◆ Tekstfragment:
*****

Het beheersen van de taal, deze kunnen spreken, het nieuws kunnen volgen, zowel luisterend als lezend is voor ons de sleutel tot meer kennis en genieten van Italië.
12 jaar geleden volgde ik mijn eerste taalcursussen ‘elders’, na een aantal stille jaren op dit gebied besloot ik 2 jaar geleden meer tijd te besteden aan het Italiaans, ditmaal bij Dante Haarlem. Ik volg sindsdien de lessen bij Christian samen met een gemotiveerde groep. Dit bezig zijn met de taal blijkt voor mij een boost, meer lezen, meer luisteren, meer praten, meer weten. Ik heb verschillende lezingen bijgewoond, maar heb hiervan nog geen goed beeld.
Ik ben blij met Dante Alighieri Haarlem en de contacten en heb na enig nadenken positief geantwoord op de vraag of ik deel wil uitmaken van een nieuw bestuur.
Ik ben Elly Pronk.

Toen ik enige jaren geleden als schoolleider met pensioen ging, kreeg ik een “zomercursus Italiaans” cadeau. De bedoeling van de gevers was duidelijk: een aansporing om het hoofd aan de gang te houden. Er is volgens mij geen betere methode om dat te bewerkstelligen dan het leren van een vreemde taal. Het memoriseren van lange woordenlijsten is een uitstekende geheugentraining en verdieping in grammaticale constructies kan ook geen kwaad.

Helaas, die zomercursus ging niet door. Google bracht me vervolgens bij Dante Alighieri Haarlem, waar ik nu reeds 4 jaar onder de bezielende leiding van de docenten kennismaak met de prachtige Italiaanse taal.
Maar Dante Haarlem is meer dan een taalschool. Google heeft me bij een vereniging gebracht waarin enthousiaste mensen met elkaar een passie delen voor de Italiaanse taal en cultuur en met elkaar daarover kennis vergaren en delen via lezingen en activiteiten.
Daaraan wil ik als bestuurslid graag mijn bijdrage leveren.

*****

◆ Gegevens:
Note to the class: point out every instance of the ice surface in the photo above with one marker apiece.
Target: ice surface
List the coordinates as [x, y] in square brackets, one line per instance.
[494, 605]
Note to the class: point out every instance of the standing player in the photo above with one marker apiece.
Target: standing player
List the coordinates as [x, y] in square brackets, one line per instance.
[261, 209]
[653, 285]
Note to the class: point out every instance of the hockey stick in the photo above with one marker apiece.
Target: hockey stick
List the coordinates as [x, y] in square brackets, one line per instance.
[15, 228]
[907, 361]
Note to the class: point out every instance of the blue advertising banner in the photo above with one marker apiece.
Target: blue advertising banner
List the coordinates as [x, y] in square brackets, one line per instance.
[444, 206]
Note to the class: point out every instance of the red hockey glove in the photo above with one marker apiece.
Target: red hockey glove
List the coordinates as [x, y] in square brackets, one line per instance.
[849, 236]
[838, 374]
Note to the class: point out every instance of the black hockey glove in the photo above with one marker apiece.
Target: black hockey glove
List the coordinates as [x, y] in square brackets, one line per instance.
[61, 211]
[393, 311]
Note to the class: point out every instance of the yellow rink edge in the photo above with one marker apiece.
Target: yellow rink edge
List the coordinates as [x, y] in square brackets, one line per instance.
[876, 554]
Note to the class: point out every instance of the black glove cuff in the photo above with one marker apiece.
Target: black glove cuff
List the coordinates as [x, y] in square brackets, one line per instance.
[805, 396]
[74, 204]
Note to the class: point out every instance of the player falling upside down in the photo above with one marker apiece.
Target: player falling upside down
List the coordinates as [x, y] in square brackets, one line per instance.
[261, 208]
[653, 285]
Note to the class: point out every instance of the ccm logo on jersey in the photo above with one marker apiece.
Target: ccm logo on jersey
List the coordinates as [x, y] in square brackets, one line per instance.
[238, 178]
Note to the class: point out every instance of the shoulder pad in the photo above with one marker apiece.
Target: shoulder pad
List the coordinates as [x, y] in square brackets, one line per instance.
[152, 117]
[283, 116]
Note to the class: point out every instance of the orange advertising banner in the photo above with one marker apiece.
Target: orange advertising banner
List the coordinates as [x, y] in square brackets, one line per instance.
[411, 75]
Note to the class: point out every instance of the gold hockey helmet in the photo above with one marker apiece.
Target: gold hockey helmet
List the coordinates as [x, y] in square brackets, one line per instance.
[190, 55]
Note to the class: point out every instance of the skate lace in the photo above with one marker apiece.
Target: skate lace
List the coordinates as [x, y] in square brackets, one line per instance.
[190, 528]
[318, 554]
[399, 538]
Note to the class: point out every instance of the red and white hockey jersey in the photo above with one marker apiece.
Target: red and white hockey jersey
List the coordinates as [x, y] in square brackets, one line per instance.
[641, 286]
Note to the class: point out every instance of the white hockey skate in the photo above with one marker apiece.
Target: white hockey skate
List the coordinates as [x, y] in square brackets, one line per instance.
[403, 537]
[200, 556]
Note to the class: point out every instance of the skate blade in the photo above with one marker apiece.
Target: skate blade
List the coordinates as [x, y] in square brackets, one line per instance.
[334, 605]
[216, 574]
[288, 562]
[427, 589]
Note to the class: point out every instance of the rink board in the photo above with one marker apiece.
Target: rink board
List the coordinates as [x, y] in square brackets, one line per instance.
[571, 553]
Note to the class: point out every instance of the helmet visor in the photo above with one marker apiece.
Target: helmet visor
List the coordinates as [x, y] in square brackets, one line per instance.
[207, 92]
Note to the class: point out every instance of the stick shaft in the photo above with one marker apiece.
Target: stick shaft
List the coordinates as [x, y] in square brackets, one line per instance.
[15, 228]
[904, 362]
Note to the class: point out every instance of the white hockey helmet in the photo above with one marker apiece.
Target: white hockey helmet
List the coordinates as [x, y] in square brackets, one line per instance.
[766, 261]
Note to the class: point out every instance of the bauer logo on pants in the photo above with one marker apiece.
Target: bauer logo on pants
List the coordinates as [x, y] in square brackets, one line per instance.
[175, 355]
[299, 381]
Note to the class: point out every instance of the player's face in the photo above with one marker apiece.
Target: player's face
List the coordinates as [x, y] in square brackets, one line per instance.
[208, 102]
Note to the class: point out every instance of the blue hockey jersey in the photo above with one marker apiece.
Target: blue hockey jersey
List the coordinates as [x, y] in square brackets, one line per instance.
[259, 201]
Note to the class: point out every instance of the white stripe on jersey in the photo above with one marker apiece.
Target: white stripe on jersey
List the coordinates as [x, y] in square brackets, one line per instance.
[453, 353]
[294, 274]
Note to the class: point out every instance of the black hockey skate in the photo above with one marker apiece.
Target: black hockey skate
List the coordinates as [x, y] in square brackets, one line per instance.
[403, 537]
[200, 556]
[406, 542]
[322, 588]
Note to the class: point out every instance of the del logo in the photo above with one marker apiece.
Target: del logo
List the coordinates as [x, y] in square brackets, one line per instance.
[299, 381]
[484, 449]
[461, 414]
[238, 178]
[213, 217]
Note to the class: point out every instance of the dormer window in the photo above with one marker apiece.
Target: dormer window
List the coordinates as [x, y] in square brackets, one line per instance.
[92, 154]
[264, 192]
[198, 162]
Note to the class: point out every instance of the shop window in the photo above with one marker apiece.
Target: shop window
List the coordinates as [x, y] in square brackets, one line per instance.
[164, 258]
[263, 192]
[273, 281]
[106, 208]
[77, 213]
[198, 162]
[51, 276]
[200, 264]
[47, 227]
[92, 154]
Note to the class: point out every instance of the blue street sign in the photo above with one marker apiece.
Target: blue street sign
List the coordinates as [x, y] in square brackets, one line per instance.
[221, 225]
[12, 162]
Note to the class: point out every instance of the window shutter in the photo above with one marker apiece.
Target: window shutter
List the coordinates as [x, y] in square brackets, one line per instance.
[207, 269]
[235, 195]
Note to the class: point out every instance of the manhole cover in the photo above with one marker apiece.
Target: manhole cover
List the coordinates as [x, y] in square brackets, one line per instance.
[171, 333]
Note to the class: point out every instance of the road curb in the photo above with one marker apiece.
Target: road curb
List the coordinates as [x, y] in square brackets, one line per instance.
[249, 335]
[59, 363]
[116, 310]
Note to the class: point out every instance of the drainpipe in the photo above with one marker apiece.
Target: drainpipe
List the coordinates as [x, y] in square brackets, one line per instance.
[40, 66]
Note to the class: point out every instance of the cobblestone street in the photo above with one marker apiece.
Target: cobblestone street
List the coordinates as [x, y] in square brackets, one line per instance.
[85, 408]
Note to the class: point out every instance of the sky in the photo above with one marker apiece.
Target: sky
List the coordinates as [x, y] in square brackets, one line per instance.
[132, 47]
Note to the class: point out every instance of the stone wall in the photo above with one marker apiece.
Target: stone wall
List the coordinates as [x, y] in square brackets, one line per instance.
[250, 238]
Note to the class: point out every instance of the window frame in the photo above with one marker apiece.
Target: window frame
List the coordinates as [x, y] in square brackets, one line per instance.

*****

◆ Opdrachten:
1. Typ uit de tekst over Dante Alighieri Haarlem het stuk over van "Ik ben blij" tot en met "ben Elly Pronk.".
2. Welke werkwoorden staan er in de tekst over Dante Alighieri Haarlem direct na het woord "meer"? Noem ze allemaal.
3. Ga alstublieft verder met de tekst over Dante Alighieri Haarlem, vanaf de laatste zin die er staat.

◆ Uitkomsten:
1.
Ik ben blij met Dante Alighieri Haarlem en de contacten en heb na enig nadenken positief geantwoord op de vraag of ik deel wil uitmaken van een nieuw bestuur.
Ik ben Elly Pronk.

2. lezen, luisteren, praten, weten

3.
Ik ben Hans Wilmink

BOEKBESPREKING

Hond, sneeuw, voet; door Claudio Morandini

Het is maar een klein boekje: Hond, sneeuw, voet van Claudio Morandini, in Nederland nog niet erg bekend. Het wordt tijd dat daarin verandering komt vind ik: de laatste jaren heb ik zelden een boek gelezen dat me zo boeide en beetpakte. Het eigenlijke verhaal telt slechts 126 bladzijden, kleine bladzijden ook nog. Dat is al heel bijzonder, in een tijd waarin de kwaliteit van een boek vaak lijkt te worden afgemeten aan de omvang ervan. Achthonderd pagina’s is nog niets! En dan dit, dit pareltje van absurdisme. Uit ervaring weet ik dat ‘klein schrijven’ dikwijls heel veel moeilijker is dan tot in detail alles maar weergeven. Dat ‘klein schrijven’ is Morandini heel goed gelukt, zo goed dat we aanvankelijk niet eens doorhebben hoe knap het boek in elkaar zit.

Waar gaat het verhaal over?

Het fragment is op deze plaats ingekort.